Short task: Rewrite all the entries below, putting "search phrase" in place of every "noun phrase" and keeping everything else the same.

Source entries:
= = = = =
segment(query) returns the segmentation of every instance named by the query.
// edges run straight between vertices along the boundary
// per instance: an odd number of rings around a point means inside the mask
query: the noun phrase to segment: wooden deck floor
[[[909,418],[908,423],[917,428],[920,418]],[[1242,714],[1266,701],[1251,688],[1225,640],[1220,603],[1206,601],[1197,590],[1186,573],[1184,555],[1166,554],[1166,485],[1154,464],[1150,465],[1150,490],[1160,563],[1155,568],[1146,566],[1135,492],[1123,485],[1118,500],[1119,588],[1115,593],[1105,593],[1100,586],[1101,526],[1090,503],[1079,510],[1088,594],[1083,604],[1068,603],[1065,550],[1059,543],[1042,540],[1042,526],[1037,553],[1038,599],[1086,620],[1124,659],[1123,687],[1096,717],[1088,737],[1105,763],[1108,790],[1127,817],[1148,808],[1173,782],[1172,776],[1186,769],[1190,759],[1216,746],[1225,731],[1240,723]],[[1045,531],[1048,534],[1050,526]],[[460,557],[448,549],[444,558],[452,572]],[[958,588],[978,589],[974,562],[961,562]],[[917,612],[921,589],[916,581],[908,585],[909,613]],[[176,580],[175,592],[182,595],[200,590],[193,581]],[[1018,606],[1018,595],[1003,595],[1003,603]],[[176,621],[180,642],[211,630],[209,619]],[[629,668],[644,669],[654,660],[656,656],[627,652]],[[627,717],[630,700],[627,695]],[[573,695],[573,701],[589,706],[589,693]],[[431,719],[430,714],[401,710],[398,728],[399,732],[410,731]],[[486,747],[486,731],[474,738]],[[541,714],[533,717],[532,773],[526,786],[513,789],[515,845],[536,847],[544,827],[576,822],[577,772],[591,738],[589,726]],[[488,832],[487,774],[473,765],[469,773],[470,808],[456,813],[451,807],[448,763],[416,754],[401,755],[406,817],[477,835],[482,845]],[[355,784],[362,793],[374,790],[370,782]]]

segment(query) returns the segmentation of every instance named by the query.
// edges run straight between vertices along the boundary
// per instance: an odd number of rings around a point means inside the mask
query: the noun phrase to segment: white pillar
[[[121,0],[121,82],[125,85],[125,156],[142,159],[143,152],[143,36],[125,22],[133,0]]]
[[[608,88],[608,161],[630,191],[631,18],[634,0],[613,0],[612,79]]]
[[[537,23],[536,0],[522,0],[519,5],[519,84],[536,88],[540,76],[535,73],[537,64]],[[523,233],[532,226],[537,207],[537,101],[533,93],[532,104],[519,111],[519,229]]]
= = = = =
The result:
segment(query) returns the segmentation of every instance named by the query.
// edges run straight between vertices along the boundary
// per instance: an odd number of rings around a point means inside the mask
query: the search phrase to segment: wooden deck floor
[[[909,418],[908,423],[917,428],[920,418]],[[1242,714],[1266,701],[1251,688],[1225,640],[1220,603],[1206,601],[1197,590],[1186,573],[1184,555],[1166,554],[1166,485],[1154,464],[1150,465],[1150,490],[1160,563],[1155,568],[1146,566],[1135,492],[1123,485],[1118,500],[1119,588],[1115,593],[1105,593],[1100,586],[1101,526],[1090,503],[1079,510],[1088,594],[1083,604],[1068,603],[1065,550],[1059,543],[1042,540],[1042,526],[1037,553],[1038,599],[1086,620],[1124,659],[1123,687],[1096,717],[1088,737],[1105,763],[1108,790],[1127,817],[1148,808],[1173,782],[1172,776],[1186,769],[1190,759],[1216,746],[1225,731],[1240,723]],[[1045,531],[1048,534],[1050,526]],[[460,557],[448,549],[444,558],[452,572]],[[958,588],[978,589],[974,562],[961,562]],[[917,612],[921,589],[916,581],[908,585],[909,613]],[[176,580],[175,592],[182,595],[200,590],[193,581]],[[1018,606],[1018,595],[1003,595],[1003,603]],[[176,621],[180,642],[211,630],[209,619]],[[629,668],[644,669],[654,660],[656,656],[627,652]],[[627,717],[630,700],[627,695]],[[573,695],[573,701],[589,706],[589,693]],[[431,719],[430,714],[401,710],[398,728],[399,732],[410,731]],[[486,747],[486,731],[474,738]],[[541,714],[533,717],[532,773],[526,786],[513,789],[515,845],[536,847],[544,827],[576,822],[577,772],[591,738],[589,726]],[[488,832],[487,774],[473,765],[469,773],[470,808],[456,813],[451,807],[448,763],[416,754],[401,755],[406,817],[477,835],[482,845]],[[355,784],[362,793],[374,790],[370,782]]]

segment(query) returns the segmentation of every instance named by the query.
// edges run straight between vertices along the boundary
// per instance: an odd number of rings around a point means inside the mask
query: the search phrase to segment: white pillar
[[[121,0],[121,82],[125,85],[125,156],[142,159],[143,152],[143,36],[125,22],[133,0]]]
[[[608,88],[608,161],[630,191],[631,18],[634,0],[613,0],[612,79]]]
[[[537,23],[536,0],[522,0],[519,5],[519,84],[536,88],[540,76],[535,73],[537,64]],[[523,233],[532,226],[537,207],[537,101],[533,93],[532,104],[519,111],[519,229]]]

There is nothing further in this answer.